Text.
:::

This is the main explanatory article in the Category:Barcodes category

Barcode is a machine-readable label, usually printed or attached to some product, parcel or device to show some relevant data. Originally, barcodes represented data in the widths (lines) and the spacings of parallel lines, and may be referred to as linear or 1D (1 dimensional) barcodes or symbologies. They also come in patterns of squares, dots, hexagons and other geometric patterns within images termed 2D (2 dimensional) matrix codes or symbologies. Although 2D systems use symbols other than bars, they are generally referred to as barcodes as well. Barcodes can be read by optical scanners called barcode readers, or scanned from an image by special software.

This applet converts user input into codabar, code128, code39, pdf417, datamatrix, postnet, intl2of5 and some other possible barcodes. If the selected barcode does not support your input, the applet shows red crossing lines.
The first use of barcodes was to label railroad cars, but they were not commercially successful until they were used to automate supermarket checkout systems, a task in which they have become almost universal. Their use has spread to many other roles as well. Other systems are attempting to make inroads in the AIDC market, but the simplicity, universality and low cost of barcodes has limited the role of these other systems. It costs 0.5¢ (U.S.) to implement a barcode, while passive RFID still costs about 7¢ to 30¢ per tag.[1]. Barcodes are usually generated by software with many open source libraries such as [2] available.


The mapping between messages and barcodes is called a symbology. The specification of a symbology includes the encoding of the single digits/characters of the message as well as the start and stop markers into bars and space, the size of the quiet zone required to be before and after the barcode as well as the computation of a checksum. Simple symbologies as codabar convert symbols into barcode segments directly, as if being a kind of alphabet. Advanced symbologies do more complex conversions, providing error recovery and redundancy.

Linear symbologies can be classified mainly by two properties:

  • Continuous versus discrete: Characters in continuous symbologies usually abut, with one character ending with a space and the next beginning with a bar, or vice versa. Characters in discrete symbologies begin and end with bars; the intercharacter space is ignored, as long as it is not wide enough to look like the code ends.

:::

Data excerpts.
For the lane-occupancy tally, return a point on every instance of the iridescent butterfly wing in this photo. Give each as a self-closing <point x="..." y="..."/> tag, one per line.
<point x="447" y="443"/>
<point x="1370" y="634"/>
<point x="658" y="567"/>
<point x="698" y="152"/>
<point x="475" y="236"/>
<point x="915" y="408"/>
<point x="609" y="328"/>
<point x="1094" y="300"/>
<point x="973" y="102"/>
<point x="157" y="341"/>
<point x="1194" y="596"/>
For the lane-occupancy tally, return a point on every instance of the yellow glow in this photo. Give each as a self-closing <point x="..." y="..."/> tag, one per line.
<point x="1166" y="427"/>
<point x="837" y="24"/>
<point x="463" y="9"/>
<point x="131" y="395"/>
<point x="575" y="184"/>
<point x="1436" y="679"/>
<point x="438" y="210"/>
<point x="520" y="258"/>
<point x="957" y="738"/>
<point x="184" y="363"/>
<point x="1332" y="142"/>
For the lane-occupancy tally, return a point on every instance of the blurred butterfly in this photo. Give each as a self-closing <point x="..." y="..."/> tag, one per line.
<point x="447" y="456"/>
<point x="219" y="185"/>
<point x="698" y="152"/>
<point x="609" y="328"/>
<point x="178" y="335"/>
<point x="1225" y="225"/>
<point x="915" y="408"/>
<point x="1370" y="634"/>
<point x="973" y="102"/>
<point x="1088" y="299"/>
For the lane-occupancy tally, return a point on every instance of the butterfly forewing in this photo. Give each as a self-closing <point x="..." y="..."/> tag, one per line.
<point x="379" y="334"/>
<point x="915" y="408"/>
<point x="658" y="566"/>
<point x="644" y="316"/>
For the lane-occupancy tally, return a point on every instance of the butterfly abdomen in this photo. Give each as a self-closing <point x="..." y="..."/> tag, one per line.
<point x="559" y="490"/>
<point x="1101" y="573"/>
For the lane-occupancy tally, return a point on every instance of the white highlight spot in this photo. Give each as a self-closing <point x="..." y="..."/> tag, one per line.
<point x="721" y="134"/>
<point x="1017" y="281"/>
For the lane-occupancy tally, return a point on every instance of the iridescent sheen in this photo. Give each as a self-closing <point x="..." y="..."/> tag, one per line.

:::

Given exercise. Using the barcode text, explain in one to three sentences why other systems have played only a limited role in the AIDC market. The records come from a separate source, not from the barcode text.

Response to the exercise. The simplicity, universality and low cost of barcodes have limited the role of other systems trying to enter the AIDC market. Implementing a barcode costs 0.5¢ (U.S.), while a passive RFID tag still costs about 7¢ to 30¢.